*TASK ITEM:* In the data below, find every line with the string "hillside" and pull it out.

++++ GIVEN DATA ++++

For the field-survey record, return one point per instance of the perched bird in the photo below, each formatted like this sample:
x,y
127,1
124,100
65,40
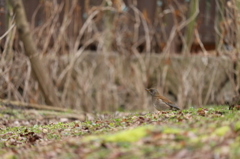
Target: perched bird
x,y
161,102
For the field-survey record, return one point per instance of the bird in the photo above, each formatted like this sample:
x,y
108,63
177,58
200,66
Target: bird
x,y
160,102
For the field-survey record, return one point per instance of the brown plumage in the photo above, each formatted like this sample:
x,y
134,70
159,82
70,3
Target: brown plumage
x,y
160,102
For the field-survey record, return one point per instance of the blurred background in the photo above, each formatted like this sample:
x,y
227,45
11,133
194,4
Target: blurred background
x,y
102,54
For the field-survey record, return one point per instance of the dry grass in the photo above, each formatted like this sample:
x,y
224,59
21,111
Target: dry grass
x,y
105,80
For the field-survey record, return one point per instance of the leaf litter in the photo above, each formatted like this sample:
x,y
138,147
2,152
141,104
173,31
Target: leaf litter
x,y
209,132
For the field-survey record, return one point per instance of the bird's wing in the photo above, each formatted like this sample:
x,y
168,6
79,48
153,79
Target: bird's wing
x,y
173,106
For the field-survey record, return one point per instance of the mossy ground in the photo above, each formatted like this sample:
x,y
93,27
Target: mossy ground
x,y
208,132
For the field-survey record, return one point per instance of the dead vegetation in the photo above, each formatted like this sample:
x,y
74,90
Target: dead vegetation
x,y
114,76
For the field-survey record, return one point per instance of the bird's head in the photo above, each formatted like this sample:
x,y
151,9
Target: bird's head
x,y
152,91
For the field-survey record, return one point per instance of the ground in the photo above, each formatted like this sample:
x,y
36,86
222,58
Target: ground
x,y
209,132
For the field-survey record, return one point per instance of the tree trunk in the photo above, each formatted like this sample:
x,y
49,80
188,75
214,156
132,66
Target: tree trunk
x,y
189,33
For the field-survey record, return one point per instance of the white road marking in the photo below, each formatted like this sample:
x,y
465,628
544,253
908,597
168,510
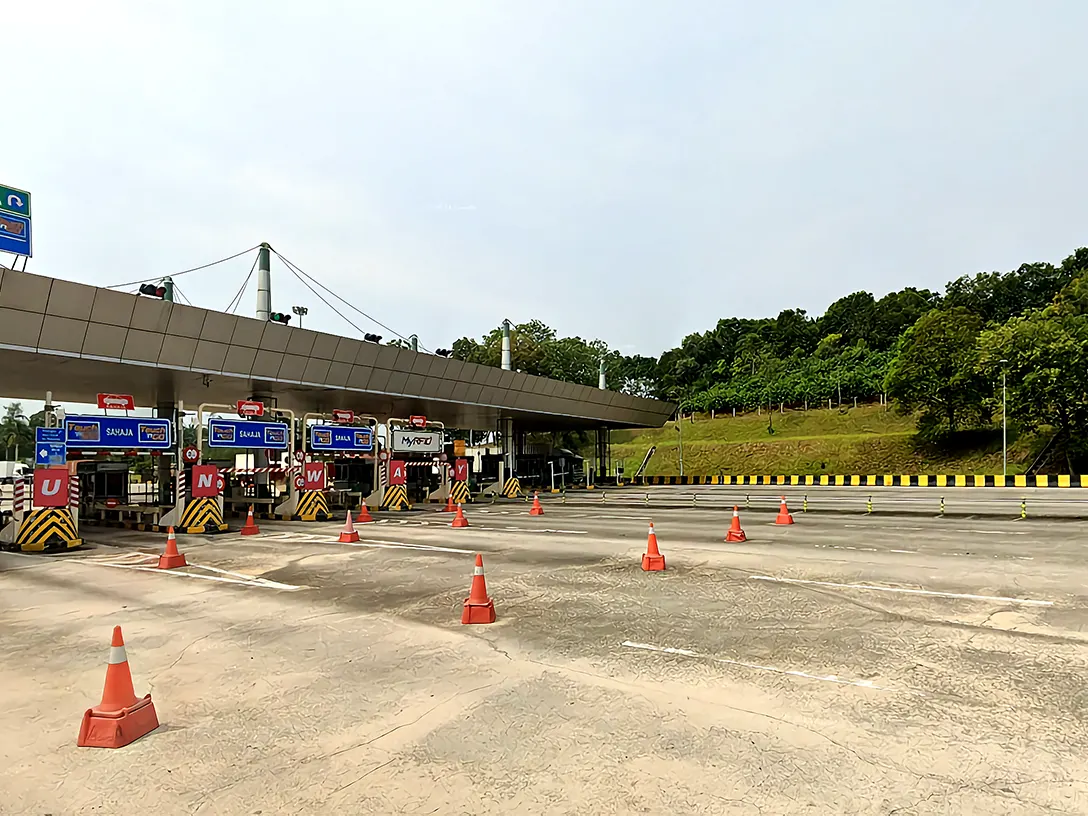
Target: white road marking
x,y
905,591
403,545
245,581
758,667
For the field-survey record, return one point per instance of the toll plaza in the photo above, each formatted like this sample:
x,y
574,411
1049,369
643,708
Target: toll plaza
x,y
295,423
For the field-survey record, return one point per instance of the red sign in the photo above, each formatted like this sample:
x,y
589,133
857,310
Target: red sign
x,y
116,402
460,470
50,487
205,481
250,408
314,476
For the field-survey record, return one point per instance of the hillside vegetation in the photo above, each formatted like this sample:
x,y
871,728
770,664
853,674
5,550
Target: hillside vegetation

++++

*COMPLETED TASK:*
For the field-survey record, return one point per instance of the hillside vegetation in the photo above, each formatted like this sample:
Target: hillside vegetation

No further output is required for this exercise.